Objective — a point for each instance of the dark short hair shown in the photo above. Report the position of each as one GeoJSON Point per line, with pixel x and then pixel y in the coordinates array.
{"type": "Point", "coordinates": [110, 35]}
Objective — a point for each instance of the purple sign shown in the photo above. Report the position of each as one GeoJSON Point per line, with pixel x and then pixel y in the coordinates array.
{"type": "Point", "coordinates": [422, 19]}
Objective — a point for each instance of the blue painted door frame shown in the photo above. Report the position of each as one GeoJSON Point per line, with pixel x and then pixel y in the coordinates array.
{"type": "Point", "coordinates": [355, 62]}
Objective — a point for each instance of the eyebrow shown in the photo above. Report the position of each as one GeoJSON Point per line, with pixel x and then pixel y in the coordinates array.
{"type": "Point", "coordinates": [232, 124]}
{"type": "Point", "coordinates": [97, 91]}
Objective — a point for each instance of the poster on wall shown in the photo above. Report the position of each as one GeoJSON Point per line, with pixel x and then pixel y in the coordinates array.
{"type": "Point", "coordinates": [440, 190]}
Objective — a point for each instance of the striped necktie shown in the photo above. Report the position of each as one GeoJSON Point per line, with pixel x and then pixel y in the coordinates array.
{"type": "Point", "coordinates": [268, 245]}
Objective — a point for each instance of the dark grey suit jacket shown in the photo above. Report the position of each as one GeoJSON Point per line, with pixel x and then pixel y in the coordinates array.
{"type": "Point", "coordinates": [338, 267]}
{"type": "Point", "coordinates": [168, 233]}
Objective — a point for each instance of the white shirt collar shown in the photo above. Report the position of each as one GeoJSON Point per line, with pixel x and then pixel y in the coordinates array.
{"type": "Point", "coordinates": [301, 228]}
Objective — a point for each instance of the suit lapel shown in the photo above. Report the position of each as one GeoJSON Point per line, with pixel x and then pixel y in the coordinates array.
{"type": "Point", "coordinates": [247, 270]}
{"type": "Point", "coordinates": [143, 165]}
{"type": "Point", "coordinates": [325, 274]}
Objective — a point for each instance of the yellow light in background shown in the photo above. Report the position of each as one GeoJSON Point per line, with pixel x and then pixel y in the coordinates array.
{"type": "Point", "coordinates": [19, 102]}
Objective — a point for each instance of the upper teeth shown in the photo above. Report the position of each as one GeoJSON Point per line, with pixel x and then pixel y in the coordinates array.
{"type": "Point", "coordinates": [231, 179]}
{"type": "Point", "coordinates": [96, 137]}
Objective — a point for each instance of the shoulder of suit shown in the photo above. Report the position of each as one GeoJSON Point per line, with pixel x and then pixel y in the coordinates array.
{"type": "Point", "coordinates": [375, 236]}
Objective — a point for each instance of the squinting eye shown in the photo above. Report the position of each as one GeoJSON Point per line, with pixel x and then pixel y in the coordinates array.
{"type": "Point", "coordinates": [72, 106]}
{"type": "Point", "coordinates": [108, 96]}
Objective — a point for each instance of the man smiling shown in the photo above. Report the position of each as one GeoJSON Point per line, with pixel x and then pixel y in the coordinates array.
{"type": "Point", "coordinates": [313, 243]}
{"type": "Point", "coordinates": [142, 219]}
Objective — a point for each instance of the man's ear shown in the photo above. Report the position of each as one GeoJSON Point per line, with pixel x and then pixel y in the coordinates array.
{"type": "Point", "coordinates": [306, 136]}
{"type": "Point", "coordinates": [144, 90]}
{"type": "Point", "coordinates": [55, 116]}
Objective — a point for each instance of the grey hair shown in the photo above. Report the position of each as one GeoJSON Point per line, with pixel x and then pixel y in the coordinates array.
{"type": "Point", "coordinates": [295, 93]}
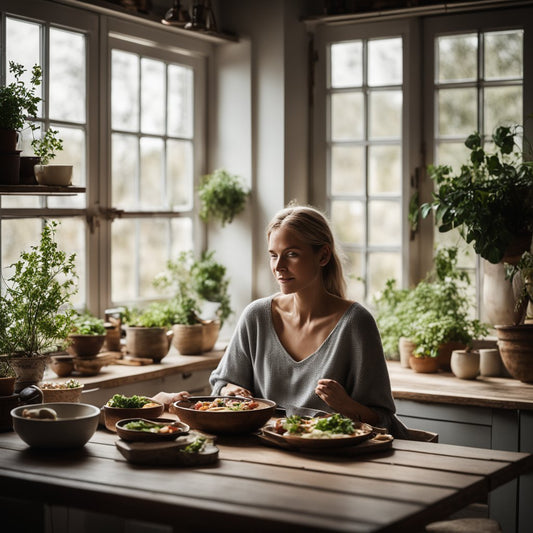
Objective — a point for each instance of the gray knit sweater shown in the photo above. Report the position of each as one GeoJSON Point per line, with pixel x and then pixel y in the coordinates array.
{"type": "Point", "coordinates": [352, 355]}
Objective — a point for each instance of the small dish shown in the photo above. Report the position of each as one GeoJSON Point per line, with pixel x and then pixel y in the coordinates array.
{"type": "Point", "coordinates": [137, 435]}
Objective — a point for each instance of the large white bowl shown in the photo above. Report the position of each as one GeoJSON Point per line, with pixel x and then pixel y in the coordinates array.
{"type": "Point", "coordinates": [76, 423]}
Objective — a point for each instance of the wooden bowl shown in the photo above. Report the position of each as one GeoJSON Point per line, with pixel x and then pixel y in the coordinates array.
{"type": "Point", "coordinates": [136, 435]}
{"type": "Point", "coordinates": [224, 422]}
{"type": "Point", "coordinates": [113, 414]}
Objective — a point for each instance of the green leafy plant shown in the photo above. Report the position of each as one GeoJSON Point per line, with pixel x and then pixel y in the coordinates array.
{"type": "Point", "coordinates": [491, 200]}
{"type": "Point", "coordinates": [46, 147]}
{"type": "Point", "coordinates": [222, 196]}
{"type": "Point", "coordinates": [202, 279]}
{"type": "Point", "coordinates": [17, 101]}
{"type": "Point", "coordinates": [87, 324]}
{"type": "Point", "coordinates": [436, 311]}
{"type": "Point", "coordinates": [35, 312]}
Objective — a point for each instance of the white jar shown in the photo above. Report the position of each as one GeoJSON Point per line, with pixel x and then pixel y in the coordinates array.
{"type": "Point", "coordinates": [465, 365]}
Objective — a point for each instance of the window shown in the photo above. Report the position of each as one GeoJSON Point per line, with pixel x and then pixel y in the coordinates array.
{"type": "Point", "coordinates": [385, 109]}
{"type": "Point", "coordinates": [130, 108]}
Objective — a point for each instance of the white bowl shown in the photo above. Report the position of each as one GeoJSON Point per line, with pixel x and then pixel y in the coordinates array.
{"type": "Point", "coordinates": [60, 175]}
{"type": "Point", "coordinates": [76, 423]}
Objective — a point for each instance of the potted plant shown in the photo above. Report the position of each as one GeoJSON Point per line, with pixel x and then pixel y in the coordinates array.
{"type": "Point", "coordinates": [148, 331]}
{"type": "Point", "coordinates": [222, 197]}
{"type": "Point", "coordinates": [434, 315]}
{"type": "Point", "coordinates": [45, 148]}
{"type": "Point", "coordinates": [35, 313]}
{"type": "Point", "coordinates": [7, 377]}
{"type": "Point", "coordinates": [87, 335]}
{"type": "Point", "coordinates": [17, 102]}
{"type": "Point", "coordinates": [490, 202]}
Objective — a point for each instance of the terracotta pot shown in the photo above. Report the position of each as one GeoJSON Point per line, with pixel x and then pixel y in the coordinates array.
{"type": "Point", "coordinates": [445, 353]}
{"type": "Point", "coordinates": [516, 348]}
{"type": "Point", "coordinates": [424, 365]}
{"type": "Point", "coordinates": [29, 370]}
{"type": "Point", "coordinates": [148, 342]}
{"type": "Point", "coordinates": [465, 365]}
{"type": "Point", "coordinates": [7, 386]}
{"type": "Point", "coordinates": [85, 345]}
{"type": "Point", "coordinates": [188, 340]}
{"type": "Point", "coordinates": [406, 347]}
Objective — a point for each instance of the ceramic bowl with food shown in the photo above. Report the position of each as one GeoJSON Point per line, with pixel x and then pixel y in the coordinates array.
{"type": "Point", "coordinates": [55, 425]}
{"type": "Point", "coordinates": [144, 430]}
{"type": "Point", "coordinates": [224, 414]}
{"type": "Point", "coordinates": [120, 407]}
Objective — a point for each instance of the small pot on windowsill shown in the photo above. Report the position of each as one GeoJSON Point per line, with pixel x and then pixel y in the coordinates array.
{"type": "Point", "coordinates": [53, 174]}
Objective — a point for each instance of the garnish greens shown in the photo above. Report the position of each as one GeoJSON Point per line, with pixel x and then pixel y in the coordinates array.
{"type": "Point", "coordinates": [336, 423]}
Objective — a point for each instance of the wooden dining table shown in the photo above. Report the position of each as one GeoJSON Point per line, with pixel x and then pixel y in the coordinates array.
{"type": "Point", "coordinates": [256, 487]}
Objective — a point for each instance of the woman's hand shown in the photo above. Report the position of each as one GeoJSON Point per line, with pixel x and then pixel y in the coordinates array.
{"type": "Point", "coordinates": [168, 398]}
{"type": "Point", "coordinates": [235, 390]}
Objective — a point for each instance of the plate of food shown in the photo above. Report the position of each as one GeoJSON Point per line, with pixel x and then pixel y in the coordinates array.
{"type": "Point", "coordinates": [145, 430]}
{"type": "Point", "coordinates": [333, 431]}
{"type": "Point", "coordinates": [224, 414]}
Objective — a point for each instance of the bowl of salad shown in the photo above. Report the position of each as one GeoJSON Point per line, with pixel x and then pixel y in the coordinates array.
{"type": "Point", "coordinates": [120, 407]}
{"type": "Point", "coordinates": [224, 414]}
{"type": "Point", "coordinates": [145, 430]}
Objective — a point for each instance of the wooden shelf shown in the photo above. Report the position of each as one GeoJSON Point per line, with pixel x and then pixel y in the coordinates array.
{"type": "Point", "coordinates": [40, 190]}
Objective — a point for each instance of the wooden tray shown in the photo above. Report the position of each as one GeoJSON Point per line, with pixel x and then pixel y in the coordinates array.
{"type": "Point", "coordinates": [167, 453]}
{"type": "Point", "coordinates": [375, 444]}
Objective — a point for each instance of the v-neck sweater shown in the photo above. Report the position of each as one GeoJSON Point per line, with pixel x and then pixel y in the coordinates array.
{"type": "Point", "coordinates": [352, 355]}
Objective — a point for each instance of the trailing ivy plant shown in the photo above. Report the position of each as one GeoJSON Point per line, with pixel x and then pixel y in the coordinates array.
{"type": "Point", "coordinates": [35, 311]}
{"type": "Point", "coordinates": [490, 201]}
{"type": "Point", "coordinates": [222, 196]}
{"type": "Point", "coordinates": [436, 311]}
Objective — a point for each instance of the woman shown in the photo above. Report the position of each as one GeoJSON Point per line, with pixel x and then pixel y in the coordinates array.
{"type": "Point", "coordinates": [308, 346]}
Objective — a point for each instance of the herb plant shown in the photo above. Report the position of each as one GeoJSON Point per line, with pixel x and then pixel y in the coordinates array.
{"type": "Point", "coordinates": [222, 196]}
{"type": "Point", "coordinates": [18, 102]}
{"type": "Point", "coordinates": [491, 200]}
{"type": "Point", "coordinates": [34, 308]}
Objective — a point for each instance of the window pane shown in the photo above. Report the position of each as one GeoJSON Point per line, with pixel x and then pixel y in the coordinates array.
{"type": "Point", "coordinates": [67, 76]}
{"type": "Point", "coordinates": [179, 174]}
{"type": "Point", "coordinates": [347, 64]}
{"type": "Point", "coordinates": [502, 105]}
{"type": "Point", "coordinates": [384, 223]}
{"type": "Point", "coordinates": [125, 170]}
{"type": "Point", "coordinates": [18, 31]}
{"type": "Point", "coordinates": [503, 55]}
{"type": "Point", "coordinates": [385, 62]}
{"type": "Point", "coordinates": [152, 96]}
{"type": "Point", "coordinates": [347, 116]}
{"type": "Point", "coordinates": [180, 101]}
{"type": "Point", "coordinates": [384, 169]}
{"type": "Point", "coordinates": [457, 111]}
{"type": "Point", "coordinates": [354, 271]}
{"type": "Point", "coordinates": [381, 267]}
{"type": "Point", "coordinates": [348, 221]}
{"type": "Point", "coordinates": [151, 189]}
{"type": "Point", "coordinates": [457, 58]}
{"type": "Point", "coordinates": [347, 170]}
{"type": "Point", "coordinates": [124, 91]}
{"type": "Point", "coordinates": [385, 114]}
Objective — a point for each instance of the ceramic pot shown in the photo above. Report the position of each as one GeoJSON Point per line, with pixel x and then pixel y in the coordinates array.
{"type": "Point", "coordinates": [406, 348]}
{"type": "Point", "coordinates": [29, 370]}
{"type": "Point", "coordinates": [490, 362]}
{"type": "Point", "coordinates": [465, 365]}
{"type": "Point", "coordinates": [188, 339]}
{"type": "Point", "coordinates": [516, 348]}
{"type": "Point", "coordinates": [148, 342]}
{"type": "Point", "coordinates": [424, 365]}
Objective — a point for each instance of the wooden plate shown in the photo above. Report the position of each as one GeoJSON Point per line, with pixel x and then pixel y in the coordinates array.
{"type": "Point", "coordinates": [136, 435]}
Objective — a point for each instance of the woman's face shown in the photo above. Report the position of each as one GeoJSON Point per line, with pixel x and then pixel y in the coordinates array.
{"type": "Point", "coordinates": [293, 262]}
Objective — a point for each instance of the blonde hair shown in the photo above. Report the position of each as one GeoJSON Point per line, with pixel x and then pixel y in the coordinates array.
{"type": "Point", "coordinates": [313, 227]}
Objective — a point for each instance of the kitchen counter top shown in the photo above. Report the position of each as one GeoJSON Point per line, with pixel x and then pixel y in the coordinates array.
{"type": "Point", "coordinates": [444, 387]}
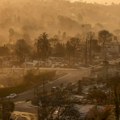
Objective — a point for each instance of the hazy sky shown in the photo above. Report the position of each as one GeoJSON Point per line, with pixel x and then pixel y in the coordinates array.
{"type": "Point", "coordinates": [100, 1]}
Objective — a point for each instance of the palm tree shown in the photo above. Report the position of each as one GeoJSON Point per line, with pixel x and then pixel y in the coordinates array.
{"type": "Point", "coordinates": [43, 46]}
{"type": "Point", "coordinates": [71, 48]}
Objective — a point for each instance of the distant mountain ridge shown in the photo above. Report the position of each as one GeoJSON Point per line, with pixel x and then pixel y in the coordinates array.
{"type": "Point", "coordinates": [26, 16]}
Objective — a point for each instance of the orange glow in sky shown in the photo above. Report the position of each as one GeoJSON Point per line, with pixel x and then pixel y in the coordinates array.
{"type": "Point", "coordinates": [100, 1]}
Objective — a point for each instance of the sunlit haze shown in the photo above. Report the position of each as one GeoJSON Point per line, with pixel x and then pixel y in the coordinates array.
{"type": "Point", "coordinates": [100, 1]}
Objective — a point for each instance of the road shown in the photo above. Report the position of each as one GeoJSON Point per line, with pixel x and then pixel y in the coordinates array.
{"type": "Point", "coordinates": [72, 76]}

* * * * *

*Problem requirements*.
Repeat only the lines running from the line that contains "Objective — a point for each instance of the orange" through the last line above, inclusive.

*Correct response*.
Objective — a point for each instance of the orange glow in sky shown in the photo above. Report the position of each as one GeoJSON Point per line, with pixel x and then pixel y in the coordinates array.
{"type": "Point", "coordinates": [100, 1]}
Objective — a point for each instance of the sunlit haze shown in the photo above. Report the position of each as one GeoJSON Point per line, with pixel x and then pixel y in the coordinates array.
{"type": "Point", "coordinates": [100, 1]}
Objective — a point for each instance of the road shown in the photo above. Report the position of each as one GeoJSON Point per line, with pixel x and then pixel y in the coordinates array.
{"type": "Point", "coordinates": [72, 76]}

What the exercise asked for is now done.